EXCERPTED PASSAGE >>
A food allergy is a specific adverse reaction involving the immune system, triggered by otherwise harmless food proteins. For centuries, people observed that certain foods caused illness, but they could not distinguish between a true immune response and simple food intolerance or poisoning. Identifying food allergy as a unique immunological disease required landmark discoveries in the nature of immune hypersensitivity and the identification of the specific antibody responsible.
Ancient Awareness of Adverse Food Reactions
Long before the mechanisms of immunology were understood, historical figures noted that certain foods could be toxic to specific individuals. The Greek physician Hippocrates, around 400 BC, is often credited with recognizing that foods could cause adverse symptoms like digestive issues and hives. He documented observations of patients who reacted negatively to specific foods, such as milk.
The challenge for pre-scientific medicine was the lack of tools to determine the cause of the reaction. Since there was no concept of an immune system, adverse food reactions were often mistakenly grouped with general food poisoning or other digestive intolerances. Early writings focused on observing the symptoms and identifying the culprit food, but the difference between an immediate immune response and a simple digestive upset remained unknown.
The Dawn of Immunological Hypersensitivity
The first significant step toward understanding the mechanism behind severe food reactions occurred in the early 20th century. In 1902, French physiologists Charles Richet and Paul Portier were studying sea anemone toxins on dogs, attempting to induce protective immunity (phylaxis). They discovered that a second, small injection of the toxin, given weeks later, caused a sudden, severe, and often fatal collapse—the opposite of protection.

(Stored dataset lines)
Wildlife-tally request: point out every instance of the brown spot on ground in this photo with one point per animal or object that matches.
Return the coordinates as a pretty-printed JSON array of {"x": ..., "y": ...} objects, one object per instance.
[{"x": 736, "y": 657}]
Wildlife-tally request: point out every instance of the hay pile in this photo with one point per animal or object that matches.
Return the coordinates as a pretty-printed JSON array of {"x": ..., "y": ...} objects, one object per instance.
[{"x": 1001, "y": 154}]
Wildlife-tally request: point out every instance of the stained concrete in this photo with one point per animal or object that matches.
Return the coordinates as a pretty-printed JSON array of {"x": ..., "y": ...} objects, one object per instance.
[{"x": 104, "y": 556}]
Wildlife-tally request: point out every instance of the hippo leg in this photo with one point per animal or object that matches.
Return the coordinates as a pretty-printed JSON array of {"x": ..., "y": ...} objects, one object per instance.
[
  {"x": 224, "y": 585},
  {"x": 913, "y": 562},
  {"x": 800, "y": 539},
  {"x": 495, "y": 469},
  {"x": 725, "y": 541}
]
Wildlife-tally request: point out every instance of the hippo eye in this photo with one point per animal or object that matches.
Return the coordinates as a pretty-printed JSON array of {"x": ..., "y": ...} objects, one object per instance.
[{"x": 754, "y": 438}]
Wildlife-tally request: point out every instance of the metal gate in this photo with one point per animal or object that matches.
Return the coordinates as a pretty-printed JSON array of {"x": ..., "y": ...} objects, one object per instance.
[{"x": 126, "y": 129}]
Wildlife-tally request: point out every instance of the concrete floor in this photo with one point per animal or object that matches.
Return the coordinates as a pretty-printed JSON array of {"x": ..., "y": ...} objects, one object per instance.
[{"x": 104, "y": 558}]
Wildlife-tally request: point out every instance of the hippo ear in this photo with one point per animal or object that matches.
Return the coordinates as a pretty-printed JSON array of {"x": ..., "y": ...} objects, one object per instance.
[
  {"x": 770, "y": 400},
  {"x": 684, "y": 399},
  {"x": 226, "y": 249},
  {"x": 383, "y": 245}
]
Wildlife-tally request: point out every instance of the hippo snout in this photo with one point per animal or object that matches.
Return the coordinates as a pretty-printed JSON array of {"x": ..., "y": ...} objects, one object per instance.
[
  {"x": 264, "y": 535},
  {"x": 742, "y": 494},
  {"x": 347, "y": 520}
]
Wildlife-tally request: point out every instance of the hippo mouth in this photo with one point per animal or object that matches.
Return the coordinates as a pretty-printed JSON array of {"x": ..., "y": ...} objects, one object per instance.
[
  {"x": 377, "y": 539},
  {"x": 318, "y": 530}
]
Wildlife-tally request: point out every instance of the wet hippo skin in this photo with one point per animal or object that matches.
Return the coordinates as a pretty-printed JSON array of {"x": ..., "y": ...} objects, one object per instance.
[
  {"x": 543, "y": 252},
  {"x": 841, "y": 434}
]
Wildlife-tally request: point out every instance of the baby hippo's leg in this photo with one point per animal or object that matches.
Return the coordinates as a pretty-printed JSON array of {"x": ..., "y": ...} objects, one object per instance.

REQUIRED ACTION >> Translate this sentence from the passage on the history of food allergy into Spanish: "The first significant step toward understanding the mechanism behind severe food reactions occurred in the early 20th century." None of the stored lines above matter here.

WRITTEN RESPONSE >> El primer paso significativo hacia la comprensión del mecanismo detrás de las reacciones alimentarias graves se produjo a principios del siglo XX.